**** Document passage ****

Chapter 2:
What California Wage Order are We Under?

Last Edited by Matthew Bartosiak, Manager, Consulting Helpline
August 2004

In California, the two principal sources of wage and hour law are the Wage Orders and the Labor Code. While the Labor Code addresses a myriad of employee rights, the Wage Orders center on wages, hours and working conditions. Many of the provisions found in the Wage Orders are also in the Labor Code.

Currently there are 17* Industrial Welfare Commission Orders (California Wage Orders). Twelve are industrial covering certain industries. Five orders cover certain occupations. Occupational Wage Orders cover certain types of employees working for an employer not covered by one of the thirteen Industrial Orders. Industrial Orders take precedence over Occupational Orders in determining Wage Order coverage.

**** Stored data ****

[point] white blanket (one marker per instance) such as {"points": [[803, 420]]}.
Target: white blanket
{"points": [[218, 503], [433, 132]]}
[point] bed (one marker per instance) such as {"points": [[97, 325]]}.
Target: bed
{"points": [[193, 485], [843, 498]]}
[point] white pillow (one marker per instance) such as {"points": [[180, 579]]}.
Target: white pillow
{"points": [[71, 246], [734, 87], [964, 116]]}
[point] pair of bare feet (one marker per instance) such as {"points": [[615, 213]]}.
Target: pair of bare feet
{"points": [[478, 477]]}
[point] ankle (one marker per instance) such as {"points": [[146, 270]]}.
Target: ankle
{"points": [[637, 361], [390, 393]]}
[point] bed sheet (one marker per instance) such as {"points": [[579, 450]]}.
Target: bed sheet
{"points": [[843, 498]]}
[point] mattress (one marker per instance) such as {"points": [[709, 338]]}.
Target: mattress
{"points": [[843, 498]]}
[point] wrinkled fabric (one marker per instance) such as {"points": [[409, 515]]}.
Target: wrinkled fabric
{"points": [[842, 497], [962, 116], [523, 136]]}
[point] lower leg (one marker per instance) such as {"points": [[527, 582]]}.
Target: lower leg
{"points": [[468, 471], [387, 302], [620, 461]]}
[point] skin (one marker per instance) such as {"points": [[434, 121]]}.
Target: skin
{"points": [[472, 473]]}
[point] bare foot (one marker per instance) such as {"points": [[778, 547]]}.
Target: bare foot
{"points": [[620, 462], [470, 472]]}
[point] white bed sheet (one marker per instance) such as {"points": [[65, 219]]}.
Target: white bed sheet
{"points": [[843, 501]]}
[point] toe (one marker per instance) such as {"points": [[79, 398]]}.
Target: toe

****

Required tasks:
1. Print the part of the passage on California Wage Orders that begins at the words "In California, the" and stops after "in the Labor Code.".
2. Carry on the passage on California Wage Orders from its last sentence.
The records have no connection to the passage on California Wage Orders.

Final answers:
1.
In California, the two principal sources of wage and hour law are the Wage Orders and the Labor Code. While the Labor Code addresses a myriad of employee rights, the Wage Orders center on wages, hours and working conditions. Many of the provisions found in the Wage Orders are also in the Labor Code.

2.
For example, professionals working for a manufacturer are covered under the Industrial Order, "Manufacturing Industry" (1-01) not the Occupational Wage Order – "Professional, Technical, Clerical, Mechanical and Similar Occupations" (4-01).

Problems in classification can arise where a business is of a mixed nature. In these cases, to ascertain the correct Wage Order, it is necessary to do a broad assessment of the principal purpose of the business, based on simple observation and common sense.

Distinctly separate units of business may be covered under different Wage Orders. Separate classifications depend upon the differences in the units, the different business purposes, and the requirement that operational management is separately organized. For example, a manufacturer of baked goods would be classified under Manufacturing (1-01), while its bakery shops (if separate and with its own operational management) would classified under Mercantile (5-01). Some officials in the Division of Labor Standards Enforcement argue that separate wage orders require separate employer I.D. numbers. The Counsel for the Division of Labor Standards has stated that there is no official position on this requirement.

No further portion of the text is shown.